### Task
Swap "black boot" for "leather boot" in the records from the line containing "Call locate_point to put a point on the black boot, one" through the end of the records, both included. Give only those lines, with everything else unchanged.

--- START OF Items ---

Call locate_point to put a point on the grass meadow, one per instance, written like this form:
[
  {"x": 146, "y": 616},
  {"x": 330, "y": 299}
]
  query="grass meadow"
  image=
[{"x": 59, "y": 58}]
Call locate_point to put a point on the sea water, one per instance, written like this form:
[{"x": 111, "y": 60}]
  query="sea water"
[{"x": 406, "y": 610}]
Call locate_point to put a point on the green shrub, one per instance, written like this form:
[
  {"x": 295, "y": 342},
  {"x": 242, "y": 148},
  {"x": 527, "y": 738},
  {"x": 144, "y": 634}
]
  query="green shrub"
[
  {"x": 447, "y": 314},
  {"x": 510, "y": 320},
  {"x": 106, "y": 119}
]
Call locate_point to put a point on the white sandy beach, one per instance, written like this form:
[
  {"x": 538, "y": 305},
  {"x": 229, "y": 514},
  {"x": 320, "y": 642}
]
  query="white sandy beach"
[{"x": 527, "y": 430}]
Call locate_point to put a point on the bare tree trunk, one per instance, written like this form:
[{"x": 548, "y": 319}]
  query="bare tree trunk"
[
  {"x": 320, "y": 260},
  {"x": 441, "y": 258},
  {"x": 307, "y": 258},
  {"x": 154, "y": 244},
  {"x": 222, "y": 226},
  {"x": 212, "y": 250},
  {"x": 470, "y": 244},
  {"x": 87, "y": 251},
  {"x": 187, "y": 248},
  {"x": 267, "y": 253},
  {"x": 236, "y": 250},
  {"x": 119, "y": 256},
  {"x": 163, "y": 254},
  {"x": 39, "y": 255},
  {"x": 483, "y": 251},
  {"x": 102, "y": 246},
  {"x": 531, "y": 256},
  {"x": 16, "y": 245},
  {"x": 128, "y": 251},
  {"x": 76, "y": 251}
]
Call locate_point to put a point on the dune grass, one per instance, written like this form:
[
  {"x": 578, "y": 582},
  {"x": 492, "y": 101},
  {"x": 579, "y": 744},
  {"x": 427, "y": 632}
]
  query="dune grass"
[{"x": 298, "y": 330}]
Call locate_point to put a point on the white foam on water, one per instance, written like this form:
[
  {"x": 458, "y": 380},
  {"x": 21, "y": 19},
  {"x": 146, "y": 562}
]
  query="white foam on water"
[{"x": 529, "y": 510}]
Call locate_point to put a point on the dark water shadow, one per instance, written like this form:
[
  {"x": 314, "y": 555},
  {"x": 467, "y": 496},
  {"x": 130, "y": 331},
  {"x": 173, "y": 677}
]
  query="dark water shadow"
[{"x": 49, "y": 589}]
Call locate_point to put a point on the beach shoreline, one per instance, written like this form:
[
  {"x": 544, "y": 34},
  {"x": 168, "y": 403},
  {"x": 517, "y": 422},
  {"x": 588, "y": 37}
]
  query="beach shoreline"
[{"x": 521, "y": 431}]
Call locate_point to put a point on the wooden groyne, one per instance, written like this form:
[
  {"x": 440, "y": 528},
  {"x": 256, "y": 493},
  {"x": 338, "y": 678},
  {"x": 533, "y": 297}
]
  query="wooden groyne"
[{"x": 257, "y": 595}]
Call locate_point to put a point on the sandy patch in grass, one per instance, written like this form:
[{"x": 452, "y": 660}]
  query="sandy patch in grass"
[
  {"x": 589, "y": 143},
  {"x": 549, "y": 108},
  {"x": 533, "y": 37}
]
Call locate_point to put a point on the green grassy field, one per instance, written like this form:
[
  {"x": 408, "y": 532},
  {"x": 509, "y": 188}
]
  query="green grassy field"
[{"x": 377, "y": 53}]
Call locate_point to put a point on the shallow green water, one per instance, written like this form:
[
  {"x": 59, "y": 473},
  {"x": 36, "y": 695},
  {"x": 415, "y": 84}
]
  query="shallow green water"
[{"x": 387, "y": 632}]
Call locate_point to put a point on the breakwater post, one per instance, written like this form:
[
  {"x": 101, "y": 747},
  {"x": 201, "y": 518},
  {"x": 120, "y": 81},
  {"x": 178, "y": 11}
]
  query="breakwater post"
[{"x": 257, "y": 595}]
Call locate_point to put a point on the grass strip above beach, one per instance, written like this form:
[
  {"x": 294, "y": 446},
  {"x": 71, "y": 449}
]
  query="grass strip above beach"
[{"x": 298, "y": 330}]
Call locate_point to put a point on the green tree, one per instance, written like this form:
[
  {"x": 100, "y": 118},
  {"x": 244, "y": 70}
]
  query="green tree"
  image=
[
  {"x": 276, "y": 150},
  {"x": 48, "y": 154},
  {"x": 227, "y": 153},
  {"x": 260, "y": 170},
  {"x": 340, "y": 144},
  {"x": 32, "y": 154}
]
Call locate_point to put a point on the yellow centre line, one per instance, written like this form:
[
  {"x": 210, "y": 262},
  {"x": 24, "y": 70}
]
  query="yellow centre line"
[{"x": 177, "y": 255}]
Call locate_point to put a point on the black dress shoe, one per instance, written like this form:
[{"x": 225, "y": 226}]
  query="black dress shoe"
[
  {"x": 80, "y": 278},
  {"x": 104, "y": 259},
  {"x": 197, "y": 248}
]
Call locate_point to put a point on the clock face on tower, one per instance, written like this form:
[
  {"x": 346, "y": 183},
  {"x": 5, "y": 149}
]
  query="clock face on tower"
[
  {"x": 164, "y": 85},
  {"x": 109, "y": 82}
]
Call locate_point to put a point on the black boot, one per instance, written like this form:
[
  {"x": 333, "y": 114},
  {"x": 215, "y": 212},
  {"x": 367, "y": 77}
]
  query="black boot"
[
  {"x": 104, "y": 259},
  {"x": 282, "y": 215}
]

--- END OF Items ---

### Response below
Call locate_point to put a point on the leather boot, one per instance, written like this form:
[
  {"x": 333, "y": 114},
  {"x": 215, "y": 212},
  {"x": 367, "y": 77}
]
  query="leather boot"
[
  {"x": 104, "y": 259},
  {"x": 282, "y": 215}
]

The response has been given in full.